● **Work instructions**
Write out the entries verbatim and leave the images out of the copy.

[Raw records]
┄┄┄┄┄┄┄┄┄┄┄┄┄┄┄┄┄┄┄┄

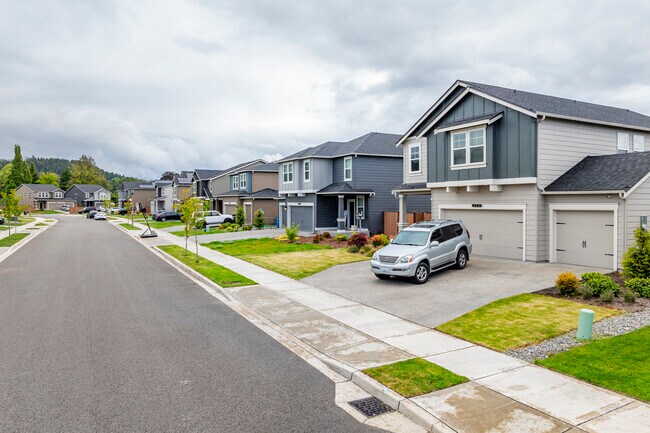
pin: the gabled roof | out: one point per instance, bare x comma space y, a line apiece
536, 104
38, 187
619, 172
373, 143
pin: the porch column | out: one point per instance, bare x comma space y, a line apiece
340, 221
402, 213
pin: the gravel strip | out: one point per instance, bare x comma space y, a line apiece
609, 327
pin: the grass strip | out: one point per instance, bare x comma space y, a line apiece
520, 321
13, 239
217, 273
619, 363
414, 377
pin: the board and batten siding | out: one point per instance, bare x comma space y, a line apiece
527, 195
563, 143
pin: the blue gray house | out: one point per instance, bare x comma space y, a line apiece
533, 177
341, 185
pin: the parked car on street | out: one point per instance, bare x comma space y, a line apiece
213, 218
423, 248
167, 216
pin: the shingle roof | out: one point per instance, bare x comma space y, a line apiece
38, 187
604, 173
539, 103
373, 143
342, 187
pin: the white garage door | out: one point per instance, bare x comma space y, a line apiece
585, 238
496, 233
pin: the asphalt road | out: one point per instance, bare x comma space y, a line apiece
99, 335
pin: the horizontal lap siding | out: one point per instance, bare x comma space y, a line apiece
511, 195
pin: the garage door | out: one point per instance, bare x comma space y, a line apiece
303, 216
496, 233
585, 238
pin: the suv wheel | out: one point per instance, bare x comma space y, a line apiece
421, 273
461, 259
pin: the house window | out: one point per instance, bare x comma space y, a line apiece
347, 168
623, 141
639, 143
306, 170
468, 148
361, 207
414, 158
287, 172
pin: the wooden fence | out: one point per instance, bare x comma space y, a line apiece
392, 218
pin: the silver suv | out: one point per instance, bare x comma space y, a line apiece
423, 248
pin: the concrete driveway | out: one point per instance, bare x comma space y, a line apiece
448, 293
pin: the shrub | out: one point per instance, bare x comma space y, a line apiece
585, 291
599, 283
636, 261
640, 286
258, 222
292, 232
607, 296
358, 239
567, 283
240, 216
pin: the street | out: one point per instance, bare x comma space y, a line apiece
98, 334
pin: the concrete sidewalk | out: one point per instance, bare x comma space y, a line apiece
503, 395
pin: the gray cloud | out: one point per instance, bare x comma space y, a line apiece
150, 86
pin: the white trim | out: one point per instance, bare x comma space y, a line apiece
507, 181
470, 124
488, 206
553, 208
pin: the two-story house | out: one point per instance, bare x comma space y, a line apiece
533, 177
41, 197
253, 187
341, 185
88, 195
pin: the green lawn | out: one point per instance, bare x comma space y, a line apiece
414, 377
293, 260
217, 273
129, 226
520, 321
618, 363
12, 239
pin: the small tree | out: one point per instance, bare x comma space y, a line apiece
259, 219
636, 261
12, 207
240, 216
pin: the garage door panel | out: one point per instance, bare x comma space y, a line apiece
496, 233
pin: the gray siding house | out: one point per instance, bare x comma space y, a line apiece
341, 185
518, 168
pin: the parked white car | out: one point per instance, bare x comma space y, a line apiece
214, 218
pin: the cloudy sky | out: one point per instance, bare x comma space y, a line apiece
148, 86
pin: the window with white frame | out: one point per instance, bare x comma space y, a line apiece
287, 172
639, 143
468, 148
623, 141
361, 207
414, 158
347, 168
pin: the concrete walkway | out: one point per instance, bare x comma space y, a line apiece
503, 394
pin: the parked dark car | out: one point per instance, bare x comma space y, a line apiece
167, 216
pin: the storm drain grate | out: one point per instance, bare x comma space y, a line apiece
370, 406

┄┄┄┄┄┄┄┄┄┄┄┄┄┄┄┄┄┄┄┄

● **The response**
pin: the gabled roof | out: one point per instance, bare x comma space y, a line apiece
536, 104
38, 187
619, 172
373, 143
pin: the porch column | out: one point per instance, bare x comma space y, a line apiece
340, 221
402, 213
pin: the gravel strip | out: one point per instance, bare x comma space y, a line apiece
609, 327
pin: the grass strip | out: one point per instance, bare x comma space y, a line apiece
520, 321
13, 239
217, 273
619, 363
414, 377
pin: the board and batten siding | out: one point per instance, bare x comma space y, a line apiece
527, 195
563, 143
pin: the blue gray house | out: one point per instance, bare x comma space y, a line apiece
533, 177
341, 185
pin: the parked car on street | out: one point per instance, bare x comma space y, a line apiece
213, 218
423, 248
167, 216
pin: the shingle roof | out: one point per instance, bare x comma space y, a line apiece
38, 187
604, 173
539, 103
373, 143
342, 187
pin: the white garage door | out: one point per instance, bare x comma space y, a line apiece
585, 238
496, 233
pin: the asphalt road | out: one point per instance, bare x comma space y, a line apiece
99, 335
pin: the horizontal lap siding | out: one point per instance, bare x comma space y, a line apiece
511, 195
pin: the garage door | out: one point per instance, bare x comma space y, a line apiece
303, 216
496, 233
585, 238
pin: the suv wheel | out: one point per instance, bare x comma space y, a line apiece
421, 273
461, 259
pin: the house window | out: one point per instance, bare x comma space y, a line apiece
347, 168
623, 141
639, 143
306, 170
468, 148
361, 207
414, 158
287, 172
pin: the wooden fence | out: one point per instance, bare x comma space y, a line apiece
392, 218
pin: the silver suv | out: one point per instance, bare x comma space y, a line apiece
423, 248
pin: the concrete driveway | out: one point per instance, bare x comma space y, a line apiece
448, 293
pin: the shrub | out: one point per instance, bare x comma space y, a line apiece
585, 291
599, 283
636, 261
640, 286
258, 222
292, 232
607, 296
358, 239
567, 283
240, 216
pin: the street | out: one point per instance, bare x comma space y, a line apiece
98, 334
pin: the concrete sidewalk | out: one point per instance, bare x comma space y, a line apiece
503, 395
pin: the gray cloud | out: one point per instance, bare x comma space y, a line apiece
150, 86
pin: the white trim | out: one point per instance, bare x comma space y, a line apiece
507, 181
470, 124
488, 206
553, 208
pin: the two-story house | out: one point per instance, bare x comma space y, a line apiece
533, 177
41, 197
253, 187
341, 185
88, 195
pin: the green lawn | out: one point per instance, bare x comma space y, a line apiece
414, 377
293, 260
217, 273
129, 226
520, 321
618, 363
12, 239
pin: the small tree | out: one point per instance, bare x comma space y, a line apiece
259, 219
636, 261
12, 207
240, 216
pin: the garage door panel | out: one point per instance, bare x comma space y, a line apiece
496, 233
pin: the gray siding house | out: one point per instance, bare x comma space y, a line apiece
341, 185
518, 168
pin: the parked white car | out: one point per instance, bare x comma space y, a line apiece
214, 218
pin: the cloudy sky | out: one point per instance, bare x comma space y, a line apiece
148, 86
pin: the window with white frame | out: one point per instance, bare x comma space y, a line apiece
287, 172
639, 143
468, 148
623, 141
361, 207
414, 158
347, 168
pin: the concrete walkway | out: one point per instance, bare x comma space y, a line apiece
503, 394
pin: the parked dark car | out: one point per instance, bare x comma space y, a line apiece
167, 216
pin: the storm drain grate | out: one point per instance, bare x comma space y, a line apiece
370, 406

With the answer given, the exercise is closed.